● TASKS AND EXERCISES
- 1) According to the -EHa design notes, at what level does the proposed design track and report EH state?
- 2) Transcribe the -EHa design notes word for word from "Our solution is" to "in this scope.".

● PAGE TEXT

— Begin —

The impact to C++ code:
Although SEH is a feature for C code, -EHa does have a profound effect on C++
side. When a C++ function (in the same compilation unit with option -EHa ) is
called by a SEH C function, a hardware exception occurs in C++ code can also
be handled properly by an upstream SEH _try-handler or a C++ catch(...).
As such, when that happens in the middle of an object's life scope, the dtor
must be invoked the same way as C++ Synchronous Exception during unwinding
process.

Design:
A natural way to achieve the rules above in LLVM today is to allow an EH edge
added on memory/computation instruction (previous iload/istore idea) so that
exception path is modeled in Flow graph preciously. However, tracking every
single memory instruction and potential faulty instruction can create many
Invokes, complicate flow graph and possibly result in negative performance
impact for downstream optimization and code generation. Making all
optimizations be aware of the new semantic is also substantial.

This design does not intend to model exception path at instruction level.
Instead, the proposed design tracks and reports EH state at BLOCK-level to
reduce the complexity of flow graph and minimize the performance-impact on CPP
code under -EHa option.

One key element of this design is the ability to compute State number at
block-level. Our algorithm is based on the following rationales:

A _try scope is always a SEME (Single Entry Multiple Exits) region as jumping
into a _try is not allowed. The single entry must start with a seh_try_begin()
invoke with a correct State number that is the initial state of the SEME.
Through control-flow, state number is propagated into all blocks. Side exits
marked by seh_try_end() will unwind to parent state based on existing
SEHUnwindMap[].
Note side exits can ONLY jump into parent scopes (lower state number).
Thus, when a block succeeds various states from its predecessors, the lowest
State triumphs others.  If some exits flow to unreachable, propagation on those
paths terminate, not affecting remaining blocks.
For CPP code, object lifetime region is usually a SEME as SEH _try.
However there is one rare exception: jumping into a lifetime that has Dtor but
has no Ctor is warned, but allowed:

Warning: jump bypasses variable with a non-trivial destructor

In that case, the region is actually a MEME (multiple entry multiple exits).
Our solution is to inject a eha_scope_begin() invoke in the side entry block to
ensure a correct State.

Implementation:
Part-1: Clang implementation described below.

Two intrinsic are created to track CPP object scopes; eha_scope_begin() and eha_scope_end().
_scope_begin() is immediately added after ctor() is called and EHStack is pushed.
So it must be an invoke, not a call. With that it's also guaranteed an
EH-cleanup-pad is created regardless whether there exists a call in this scope.
_scope_end is added before dtor(). These two intrinsics make the computation of
Block-State possible in downstream code gen pass, even in the presence of
ctor/dtor inlining.

Two intrinsic, seh_try_begin() and seh_try_end(), are added for C-code to mark
_try boundary and to prevent from exceptions being moved across _try boundary.

— End —

● RECORDS SHOWN
— Begin —

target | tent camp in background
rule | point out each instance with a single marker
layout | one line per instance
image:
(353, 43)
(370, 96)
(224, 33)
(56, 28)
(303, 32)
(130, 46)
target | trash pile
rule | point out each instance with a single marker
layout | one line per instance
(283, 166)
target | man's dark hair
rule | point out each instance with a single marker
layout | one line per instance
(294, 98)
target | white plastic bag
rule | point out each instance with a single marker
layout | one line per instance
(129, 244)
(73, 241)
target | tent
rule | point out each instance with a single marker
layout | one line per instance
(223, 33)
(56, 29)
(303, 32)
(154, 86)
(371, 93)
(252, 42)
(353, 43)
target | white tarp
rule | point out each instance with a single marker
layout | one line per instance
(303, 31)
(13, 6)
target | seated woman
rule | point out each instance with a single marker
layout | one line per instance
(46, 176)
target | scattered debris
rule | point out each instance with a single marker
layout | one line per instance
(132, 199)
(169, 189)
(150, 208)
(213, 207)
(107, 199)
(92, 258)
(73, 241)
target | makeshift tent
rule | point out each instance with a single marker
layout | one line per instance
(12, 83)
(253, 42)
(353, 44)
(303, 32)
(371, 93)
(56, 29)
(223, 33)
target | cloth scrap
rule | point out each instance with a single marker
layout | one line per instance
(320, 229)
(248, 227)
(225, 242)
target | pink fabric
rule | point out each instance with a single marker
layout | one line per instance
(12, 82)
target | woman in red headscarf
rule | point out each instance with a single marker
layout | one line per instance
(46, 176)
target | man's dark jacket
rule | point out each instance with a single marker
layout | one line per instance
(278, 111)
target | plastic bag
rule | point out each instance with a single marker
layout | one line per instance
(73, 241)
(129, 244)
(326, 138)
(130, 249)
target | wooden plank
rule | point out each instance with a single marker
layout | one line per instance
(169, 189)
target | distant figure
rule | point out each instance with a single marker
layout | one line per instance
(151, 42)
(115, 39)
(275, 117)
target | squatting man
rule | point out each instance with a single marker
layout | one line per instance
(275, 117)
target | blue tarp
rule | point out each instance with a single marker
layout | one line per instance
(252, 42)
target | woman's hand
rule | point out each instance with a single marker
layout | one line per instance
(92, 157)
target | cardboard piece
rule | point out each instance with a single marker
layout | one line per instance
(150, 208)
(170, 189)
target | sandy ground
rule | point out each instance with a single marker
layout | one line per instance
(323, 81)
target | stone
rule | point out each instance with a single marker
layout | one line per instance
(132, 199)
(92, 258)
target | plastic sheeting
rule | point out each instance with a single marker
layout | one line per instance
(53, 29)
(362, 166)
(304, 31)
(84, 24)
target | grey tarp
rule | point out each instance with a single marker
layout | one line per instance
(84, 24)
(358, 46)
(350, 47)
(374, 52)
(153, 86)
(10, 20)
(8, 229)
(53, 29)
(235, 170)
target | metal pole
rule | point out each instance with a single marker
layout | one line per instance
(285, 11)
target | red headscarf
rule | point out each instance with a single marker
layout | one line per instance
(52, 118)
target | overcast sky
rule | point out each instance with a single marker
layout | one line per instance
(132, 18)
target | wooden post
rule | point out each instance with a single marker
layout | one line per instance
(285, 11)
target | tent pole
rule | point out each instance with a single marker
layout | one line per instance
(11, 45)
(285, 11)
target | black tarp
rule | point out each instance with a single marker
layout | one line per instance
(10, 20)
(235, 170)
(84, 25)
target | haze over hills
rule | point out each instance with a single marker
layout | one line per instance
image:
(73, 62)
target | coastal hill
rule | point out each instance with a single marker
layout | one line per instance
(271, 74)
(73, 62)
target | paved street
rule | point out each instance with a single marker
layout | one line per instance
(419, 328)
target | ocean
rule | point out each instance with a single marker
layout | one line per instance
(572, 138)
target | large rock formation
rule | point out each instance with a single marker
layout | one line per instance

— End —

● RESULTS BY TASK
- 1) At block level.

- 2)
Our solution is to inject a eha_scope_begin() invoke in the side entry block to
ensure a correct State.

Implementation:
Part-1: Clang implementation described below.

Two intrinsic are created to track CPP object scopes; eha_scope_begin() and eha_scope_end().
_scope_begin() is immediately added after ctor() is called and EHStack is pushed.
So it must be an invoke, not a call. With that it's also guaranteed an
EH-cleanup-pad is created regardless whether there exists a call in this scope.